— What you are asked to do —
Please copy out the records that follow, word for word.

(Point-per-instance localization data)
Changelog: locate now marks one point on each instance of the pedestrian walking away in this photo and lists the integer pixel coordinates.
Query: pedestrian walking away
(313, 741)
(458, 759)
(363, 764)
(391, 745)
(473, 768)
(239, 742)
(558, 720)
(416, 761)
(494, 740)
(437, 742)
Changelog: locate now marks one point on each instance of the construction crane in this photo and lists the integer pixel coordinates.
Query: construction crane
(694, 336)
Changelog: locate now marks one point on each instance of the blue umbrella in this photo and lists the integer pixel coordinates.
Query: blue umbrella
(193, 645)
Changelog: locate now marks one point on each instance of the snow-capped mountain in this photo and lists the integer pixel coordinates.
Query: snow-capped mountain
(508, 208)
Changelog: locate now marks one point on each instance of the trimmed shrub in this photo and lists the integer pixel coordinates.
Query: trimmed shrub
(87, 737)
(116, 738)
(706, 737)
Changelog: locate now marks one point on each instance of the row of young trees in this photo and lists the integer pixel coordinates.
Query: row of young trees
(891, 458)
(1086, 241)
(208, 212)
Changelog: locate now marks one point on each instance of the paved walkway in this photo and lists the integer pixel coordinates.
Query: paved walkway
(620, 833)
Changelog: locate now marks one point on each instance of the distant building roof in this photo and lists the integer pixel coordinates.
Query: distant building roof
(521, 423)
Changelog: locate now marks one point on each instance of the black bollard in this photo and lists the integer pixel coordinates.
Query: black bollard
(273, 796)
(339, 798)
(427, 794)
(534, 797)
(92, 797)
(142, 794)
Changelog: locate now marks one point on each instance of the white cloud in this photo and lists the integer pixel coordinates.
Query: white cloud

— Task answer —
Changelog: locate now marks one point on each instance of the pedestrian walking away in this photo and lists the integer pixel coordinates.
Query: pedestrian walking away
(313, 741)
(458, 759)
(363, 764)
(391, 745)
(473, 768)
(239, 742)
(558, 720)
(416, 761)
(494, 740)
(437, 742)
Changelog: locate now marks one point on each instance of the construction crane in this photo and lists the integer pixel coordinates.
Query: construction crane
(694, 336)
Changelog: locate now marks one point on each instance of the blue umbrella in this photo and lists the integer pixel coordinates.
Query: blue umbrella
(193, 645)
Changelog: locate now marks one point on each instance of the snow-capped mountain in this photo and lists the integer pixel coordinates.
Query: snow-capped mountain
(508, 208)
Changelog: locate now marks one point on each instance of the trimmed shrub in this photo and lists the integer pixel coordinates.
Query: trimmed shrub
(87, 737)
(116, 738)
(706, 737)
Changelog: locate now marks one point on each instance of the row of young trees in this photo and lists the integer pixel coordinates.
Query: row of young trees
(891, 458)
(1086, 241)
(208, 212)
Changelog: locate now marks one point on each instance of the paved walkway in this photo and lists the integer pixel coordinates.
Query: paved walkway
(620, 833)
Changelog: locate now marks one point on each instance of the distant building roof in this photo and lists the integer pixel coordinates.
Query: distant building roof
(521, 423)
Changelog: locate now marks one point on each instance of the black bollard in this photo and lists the integer pixel coordinates.
Query: black bollard
(273, 796)
(339, 798)
(427, 794)
(534, 797)
(92, 797)
(142, 794)
Changelog: locate now marks one point on each instance of the white cloud in this photo and lists the integer pixel coordinates.
Query: white cloud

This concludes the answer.